Dataset extract:

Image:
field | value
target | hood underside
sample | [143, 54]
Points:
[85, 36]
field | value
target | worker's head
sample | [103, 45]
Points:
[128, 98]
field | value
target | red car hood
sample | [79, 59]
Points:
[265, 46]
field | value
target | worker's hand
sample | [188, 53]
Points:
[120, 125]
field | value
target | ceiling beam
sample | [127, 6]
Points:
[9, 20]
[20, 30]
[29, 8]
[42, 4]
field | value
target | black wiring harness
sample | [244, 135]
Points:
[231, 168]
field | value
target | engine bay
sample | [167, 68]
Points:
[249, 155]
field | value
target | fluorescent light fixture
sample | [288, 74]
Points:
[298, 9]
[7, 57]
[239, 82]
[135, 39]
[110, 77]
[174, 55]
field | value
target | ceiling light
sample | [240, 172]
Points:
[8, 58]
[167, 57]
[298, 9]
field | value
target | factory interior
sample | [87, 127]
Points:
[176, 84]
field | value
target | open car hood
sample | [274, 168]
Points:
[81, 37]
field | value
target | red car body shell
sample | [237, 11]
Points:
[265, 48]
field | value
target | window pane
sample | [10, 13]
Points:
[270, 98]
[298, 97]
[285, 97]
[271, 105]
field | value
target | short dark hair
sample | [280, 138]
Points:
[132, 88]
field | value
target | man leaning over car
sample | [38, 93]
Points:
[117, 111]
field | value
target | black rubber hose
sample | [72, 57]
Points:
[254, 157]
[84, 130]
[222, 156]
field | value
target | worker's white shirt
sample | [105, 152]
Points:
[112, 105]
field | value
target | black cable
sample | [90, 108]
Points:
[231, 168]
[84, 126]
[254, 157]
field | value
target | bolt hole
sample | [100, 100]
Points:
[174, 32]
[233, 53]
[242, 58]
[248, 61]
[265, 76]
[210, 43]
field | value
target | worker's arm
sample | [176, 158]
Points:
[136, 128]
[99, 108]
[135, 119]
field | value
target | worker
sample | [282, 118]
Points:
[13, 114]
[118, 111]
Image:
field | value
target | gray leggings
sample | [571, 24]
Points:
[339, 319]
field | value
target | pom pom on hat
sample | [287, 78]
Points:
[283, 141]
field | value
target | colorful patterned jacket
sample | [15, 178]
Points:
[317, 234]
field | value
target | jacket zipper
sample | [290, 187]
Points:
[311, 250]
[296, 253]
* * *
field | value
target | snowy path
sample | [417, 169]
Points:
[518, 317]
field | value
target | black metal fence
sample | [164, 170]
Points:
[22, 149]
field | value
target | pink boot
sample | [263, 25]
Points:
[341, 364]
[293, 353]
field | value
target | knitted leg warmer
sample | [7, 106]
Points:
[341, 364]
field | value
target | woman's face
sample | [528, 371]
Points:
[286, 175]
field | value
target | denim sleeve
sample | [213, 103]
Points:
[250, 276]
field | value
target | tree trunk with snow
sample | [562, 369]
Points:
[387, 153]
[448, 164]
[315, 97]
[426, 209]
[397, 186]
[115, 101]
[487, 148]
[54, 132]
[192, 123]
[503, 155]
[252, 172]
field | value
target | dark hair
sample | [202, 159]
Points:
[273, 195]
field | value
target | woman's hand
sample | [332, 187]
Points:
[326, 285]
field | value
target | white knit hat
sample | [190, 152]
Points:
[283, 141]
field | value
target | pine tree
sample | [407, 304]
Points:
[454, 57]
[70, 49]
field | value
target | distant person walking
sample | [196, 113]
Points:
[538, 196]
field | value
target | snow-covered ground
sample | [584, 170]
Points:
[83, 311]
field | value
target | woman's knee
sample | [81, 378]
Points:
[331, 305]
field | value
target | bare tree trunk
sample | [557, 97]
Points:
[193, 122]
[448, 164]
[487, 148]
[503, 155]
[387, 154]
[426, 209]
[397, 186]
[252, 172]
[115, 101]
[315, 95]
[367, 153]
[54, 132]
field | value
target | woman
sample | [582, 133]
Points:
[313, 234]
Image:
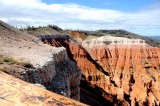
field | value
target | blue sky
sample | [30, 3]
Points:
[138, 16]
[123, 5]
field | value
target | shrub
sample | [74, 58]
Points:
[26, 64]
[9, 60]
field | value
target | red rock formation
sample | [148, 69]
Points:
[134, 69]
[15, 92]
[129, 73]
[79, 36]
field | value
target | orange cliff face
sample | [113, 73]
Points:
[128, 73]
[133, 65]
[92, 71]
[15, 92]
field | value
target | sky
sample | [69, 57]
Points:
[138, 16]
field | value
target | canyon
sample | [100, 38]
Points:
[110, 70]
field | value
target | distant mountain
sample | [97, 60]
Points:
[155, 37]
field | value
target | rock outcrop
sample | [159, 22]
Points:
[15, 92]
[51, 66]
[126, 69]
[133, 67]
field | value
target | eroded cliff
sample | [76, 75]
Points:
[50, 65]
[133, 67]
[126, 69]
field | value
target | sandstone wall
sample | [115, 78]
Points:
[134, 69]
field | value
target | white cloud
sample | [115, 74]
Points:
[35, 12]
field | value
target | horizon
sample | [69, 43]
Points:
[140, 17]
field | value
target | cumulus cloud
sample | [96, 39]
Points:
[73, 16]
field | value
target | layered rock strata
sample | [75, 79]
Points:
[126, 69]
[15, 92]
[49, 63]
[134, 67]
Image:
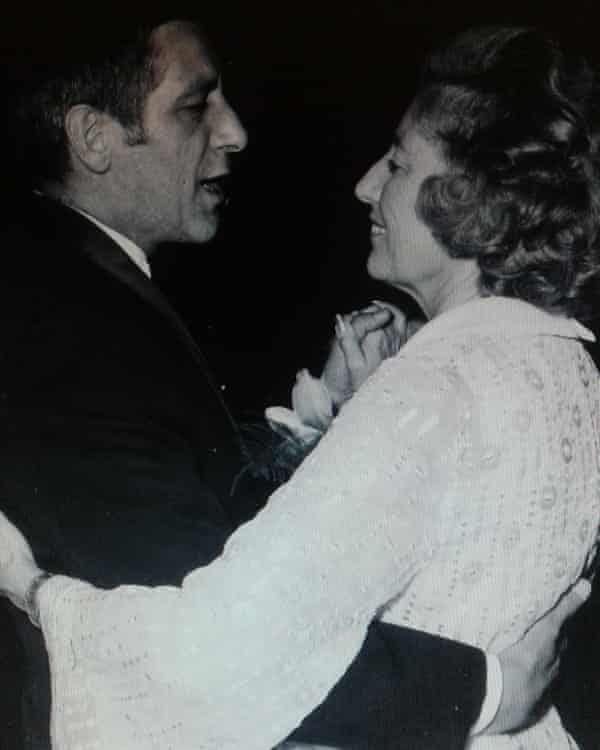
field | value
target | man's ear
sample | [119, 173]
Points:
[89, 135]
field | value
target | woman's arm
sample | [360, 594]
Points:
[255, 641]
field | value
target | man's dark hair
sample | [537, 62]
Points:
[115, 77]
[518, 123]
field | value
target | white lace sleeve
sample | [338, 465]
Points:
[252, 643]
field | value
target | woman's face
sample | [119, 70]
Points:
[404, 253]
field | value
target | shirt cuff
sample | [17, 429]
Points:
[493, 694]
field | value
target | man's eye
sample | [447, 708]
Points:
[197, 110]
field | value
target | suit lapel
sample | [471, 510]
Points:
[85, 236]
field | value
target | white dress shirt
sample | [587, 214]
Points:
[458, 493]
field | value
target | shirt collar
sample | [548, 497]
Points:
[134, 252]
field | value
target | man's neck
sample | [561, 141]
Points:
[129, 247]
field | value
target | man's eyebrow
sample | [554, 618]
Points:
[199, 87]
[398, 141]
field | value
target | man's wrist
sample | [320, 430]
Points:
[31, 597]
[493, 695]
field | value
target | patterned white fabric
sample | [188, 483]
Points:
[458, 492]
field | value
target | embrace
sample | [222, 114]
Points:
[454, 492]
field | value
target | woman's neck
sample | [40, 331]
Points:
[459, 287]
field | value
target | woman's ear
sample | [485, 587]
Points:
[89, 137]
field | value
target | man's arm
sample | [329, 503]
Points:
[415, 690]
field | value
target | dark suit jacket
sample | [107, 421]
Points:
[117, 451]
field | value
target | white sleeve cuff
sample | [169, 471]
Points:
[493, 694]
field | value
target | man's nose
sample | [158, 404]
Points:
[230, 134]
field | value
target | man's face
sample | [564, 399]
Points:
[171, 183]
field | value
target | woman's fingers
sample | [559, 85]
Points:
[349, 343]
---
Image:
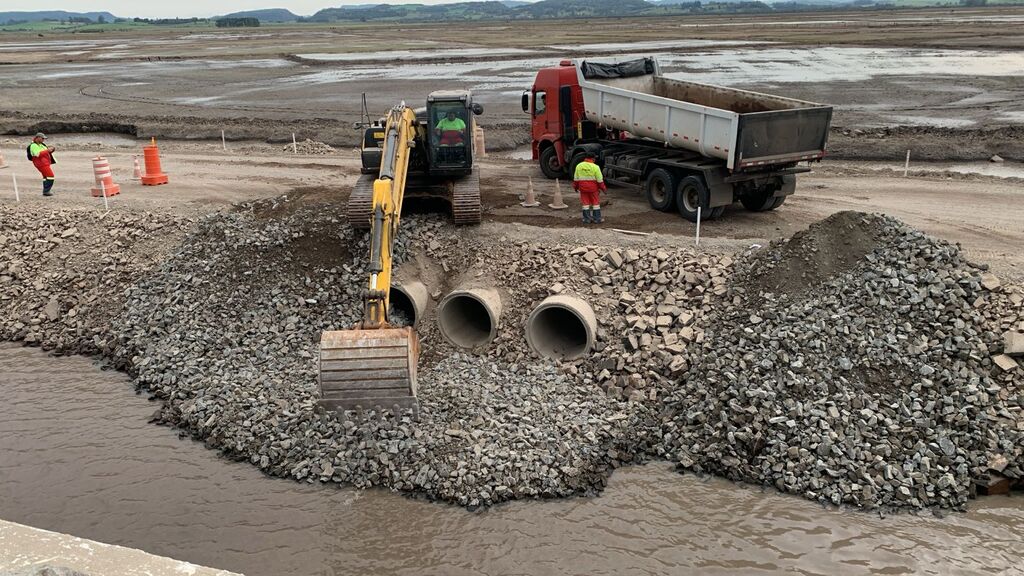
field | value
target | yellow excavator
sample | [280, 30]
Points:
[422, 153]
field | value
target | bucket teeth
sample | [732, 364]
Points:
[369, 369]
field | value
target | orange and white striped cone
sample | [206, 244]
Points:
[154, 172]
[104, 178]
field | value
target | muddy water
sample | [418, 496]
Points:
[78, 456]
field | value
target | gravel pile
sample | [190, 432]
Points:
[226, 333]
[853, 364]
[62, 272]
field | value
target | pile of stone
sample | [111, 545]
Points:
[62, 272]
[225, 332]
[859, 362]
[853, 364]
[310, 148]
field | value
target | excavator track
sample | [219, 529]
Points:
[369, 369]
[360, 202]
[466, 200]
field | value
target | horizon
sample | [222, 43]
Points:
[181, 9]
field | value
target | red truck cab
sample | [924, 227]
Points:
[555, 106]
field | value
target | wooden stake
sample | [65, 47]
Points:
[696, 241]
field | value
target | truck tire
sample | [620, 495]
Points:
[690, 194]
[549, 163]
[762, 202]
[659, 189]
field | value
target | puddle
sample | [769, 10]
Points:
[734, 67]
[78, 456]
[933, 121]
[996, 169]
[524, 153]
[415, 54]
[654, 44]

Goal of the exercise:
Extract every line of the items above that contains the word "trunk". Letter case matters.

Response to this task:
target | tree trunk with snow
target | bare tree trunk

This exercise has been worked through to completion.